## WORK TASK
The number of lines with the string "person" in the listing below is all that should be reported.
Segment Start: GIVEN DATA
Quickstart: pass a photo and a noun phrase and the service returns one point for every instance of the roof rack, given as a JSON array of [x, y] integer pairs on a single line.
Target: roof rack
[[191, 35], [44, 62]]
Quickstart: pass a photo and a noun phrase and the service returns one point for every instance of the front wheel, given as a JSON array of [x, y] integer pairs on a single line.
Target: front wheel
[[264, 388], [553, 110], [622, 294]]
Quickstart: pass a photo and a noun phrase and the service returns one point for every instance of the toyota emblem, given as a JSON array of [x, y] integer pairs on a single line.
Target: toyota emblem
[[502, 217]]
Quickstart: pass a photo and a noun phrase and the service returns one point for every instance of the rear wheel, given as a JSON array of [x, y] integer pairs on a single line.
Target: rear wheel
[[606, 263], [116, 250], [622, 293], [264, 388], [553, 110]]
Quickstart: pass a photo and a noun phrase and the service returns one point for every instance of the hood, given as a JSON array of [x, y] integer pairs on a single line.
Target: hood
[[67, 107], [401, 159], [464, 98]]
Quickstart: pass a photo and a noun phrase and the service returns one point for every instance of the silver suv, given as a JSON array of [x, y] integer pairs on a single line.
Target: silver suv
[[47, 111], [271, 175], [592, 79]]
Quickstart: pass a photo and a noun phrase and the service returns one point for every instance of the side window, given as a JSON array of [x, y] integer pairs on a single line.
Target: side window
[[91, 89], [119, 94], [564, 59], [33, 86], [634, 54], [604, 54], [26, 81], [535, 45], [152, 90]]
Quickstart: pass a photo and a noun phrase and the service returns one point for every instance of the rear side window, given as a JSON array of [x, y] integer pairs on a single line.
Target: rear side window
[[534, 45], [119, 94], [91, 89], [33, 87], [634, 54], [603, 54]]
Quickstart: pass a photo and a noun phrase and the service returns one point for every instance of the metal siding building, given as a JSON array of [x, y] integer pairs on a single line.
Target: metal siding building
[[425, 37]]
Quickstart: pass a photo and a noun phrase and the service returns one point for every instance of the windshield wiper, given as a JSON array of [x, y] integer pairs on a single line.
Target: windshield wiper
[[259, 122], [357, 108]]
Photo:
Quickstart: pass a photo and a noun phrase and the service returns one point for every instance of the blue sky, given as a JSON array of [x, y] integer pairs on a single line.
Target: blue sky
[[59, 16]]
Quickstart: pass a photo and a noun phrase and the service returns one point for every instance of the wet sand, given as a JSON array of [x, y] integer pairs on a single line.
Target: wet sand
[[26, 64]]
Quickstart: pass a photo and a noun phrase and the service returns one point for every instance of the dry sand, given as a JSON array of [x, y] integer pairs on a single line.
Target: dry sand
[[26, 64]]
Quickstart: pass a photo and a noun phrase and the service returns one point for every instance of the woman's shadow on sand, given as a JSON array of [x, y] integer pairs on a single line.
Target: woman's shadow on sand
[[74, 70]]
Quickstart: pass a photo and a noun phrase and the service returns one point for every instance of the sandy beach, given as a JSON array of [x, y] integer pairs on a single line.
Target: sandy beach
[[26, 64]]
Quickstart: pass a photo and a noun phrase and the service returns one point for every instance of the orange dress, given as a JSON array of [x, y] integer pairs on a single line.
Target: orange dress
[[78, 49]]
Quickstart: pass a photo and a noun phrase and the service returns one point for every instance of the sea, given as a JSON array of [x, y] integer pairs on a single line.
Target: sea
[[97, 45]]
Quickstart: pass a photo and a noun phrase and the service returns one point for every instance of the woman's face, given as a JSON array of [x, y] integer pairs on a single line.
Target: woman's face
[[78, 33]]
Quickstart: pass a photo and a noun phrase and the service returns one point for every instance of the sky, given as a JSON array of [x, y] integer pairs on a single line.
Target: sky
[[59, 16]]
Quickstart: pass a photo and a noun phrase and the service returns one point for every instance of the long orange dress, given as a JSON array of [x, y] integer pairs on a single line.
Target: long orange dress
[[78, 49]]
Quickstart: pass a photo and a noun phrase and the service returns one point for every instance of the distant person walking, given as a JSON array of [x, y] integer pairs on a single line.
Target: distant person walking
Segment End: GIVEN DATA
## EXPECTED OUTPUT
2